##### TEXTO DE LA PÁGINA

Nuestras ciudades –las andaluzas, en particular algunas de sus capitales, son una excelente muestra de ello-, están conociendo una dinámica intensa de vaciamiento social y de referentes culturales. El factor principal es el nuevo papel que los tejidos urbanos históricos han adquirido en la fase actual de la economía capitalista en su sector de la inversión inmobiliaria, la industria turística y todos los movimientos especulativos que se derraman a partir de ellos, en los que participan desde fondos de inversión trasnacionales (llamados buitres para afear impunemente a estas inocentes aves carroñeras), banca privada, grandes firmas multinacionales de todo tipo de negocios que instalan sus franquicias e incluso nuevos propietarios de clase media y alta que han decidido entregarse al rentismo inmobiliario, para el alquiler de viviendas ya sea para turistas ya para otros residentes. El objeto del modelo es un viandante que ya no es ciudadano en su mayoría, que recorre epidérmicamente la trama de espacios monumentales y mercantilizados sin solución de continuidad, siguiendo dispositivos de big data, algunos de los cuales, los más arriesgados, buscando algún vecino, quintaesencia del “otro”. Los centros históricos devienen espacios acartonados, quiero decir de una estética de quita y pon, intercambiables, horadados por la caries de todas esas formas de especulación financiera y de estar en la ciudad que se alejan de los modos de sociabilidad, vínculo e identidad que las ciudades han tenido históricamente.
A pesar de este panorama, existen referentes de resistencia, con sus héroes. Y a uno de estos quiero dedicar esta entrega. El héroe urbano de la Sevilla turistizada se llama (José) Luis García Astola y es el actual encargado y propietario de una carbonería sita en la calle Parras, número dos, en el sector Macarena-Feria del casco urbano norte de la ciudad. Pertenece a la cuarta generación de una familia, por vía paterna Aguilar, que no ha soltado el negocio de carbonerías en este entorno urbano desde hace cuatro generaciones. Aproximadamente un siglo de transmisión de un hacer, el de las carbonerías, que eran puntos de suministro energético de las ciudades hasta la modernización de los años sesenta y setenta. Aunque no solo eso, como veremos.
El local que ahora ocupa había sido un molino de trigo y su bisabuelo lo convirtió en despacho de carbones, negocio floreciente a principios del siglo XX –como cualquier vecino con suficiente edad puede confirmar-. Trasladaba el carbón sobre las angarillas de un burro a la plaza de La Campana, punto de venta. A su abuelo le correspondió, entre los años treinta y cuarenta, la edificación de lo que permanece como excelente muestra de un patrimonio edilicio regionalista, muy presente en ese entorno urbano, aunque cada más amenazado con la ola de especulación urbanística, que transforma sus estructuras e interiores para ponerlos al servicio de otro modelo habitacional. La planta baja se destinó para almacén y despacho de carbón, mientras que las dos primeras plantas se diseñaron como viviendas, que se quedaron dentro de la familia, hasta que uno de los herederos ha vendido uno de los pisos a una nueva familia residente.

##########

DESCRIPCIÓN DEL EJERCICIO:
Responda con base en el texto sobre la carbonería de la calle Parras:
1. ¿Qué nombre se da a los fondos de inversión trasnacionales?
2. ¿En qué calle y número se ubica la carbonería?
3. ¿A qué se destinó la planta baja del edificio?
El listado es material independiente del texto.

##### LISTADO

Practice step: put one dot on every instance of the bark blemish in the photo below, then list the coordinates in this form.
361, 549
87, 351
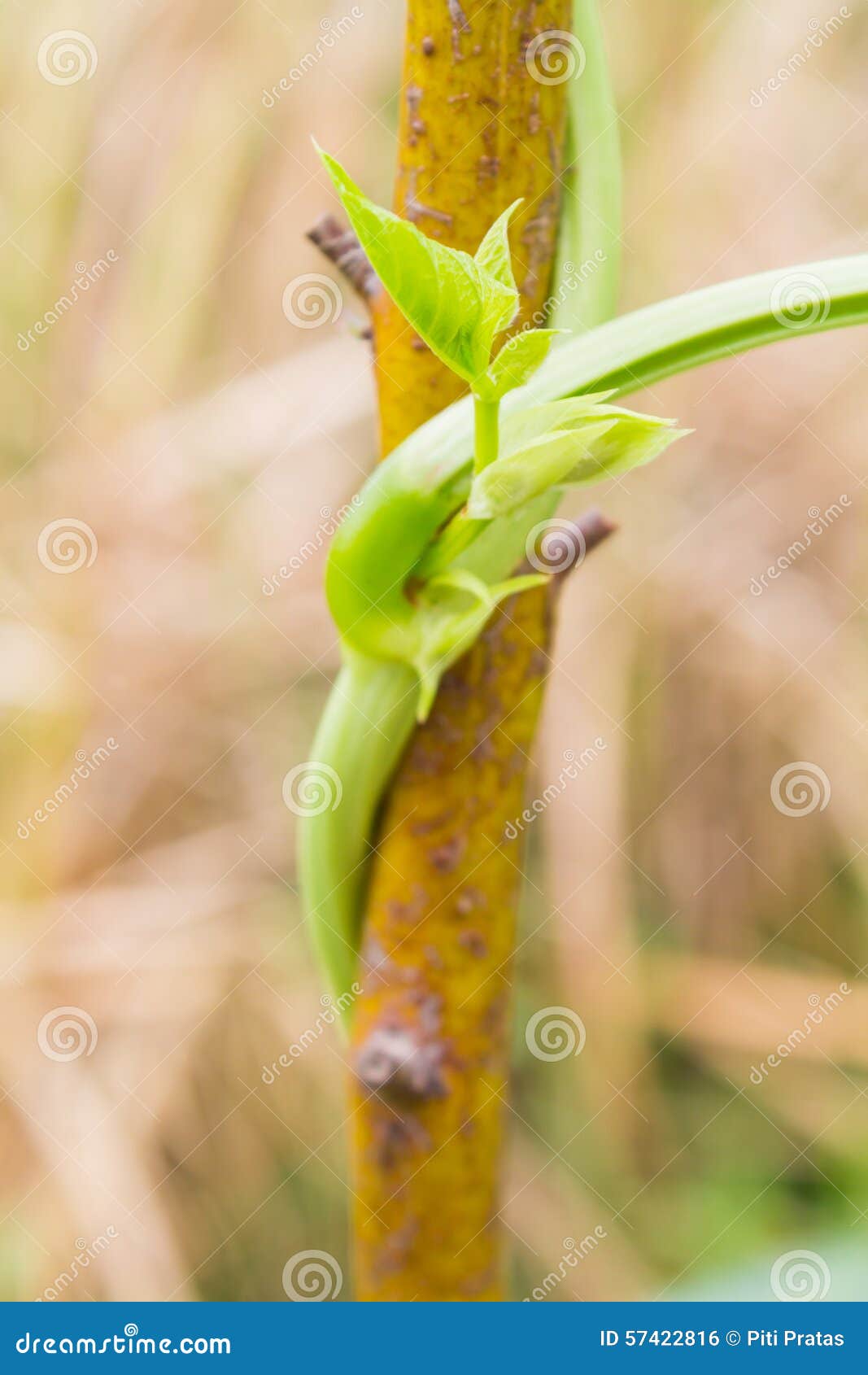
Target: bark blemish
445, 858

##########

EN RESPUESTA:
1. Buitres.
2. Calle Parras, número dos.
3. A almacén y despacho de carbón.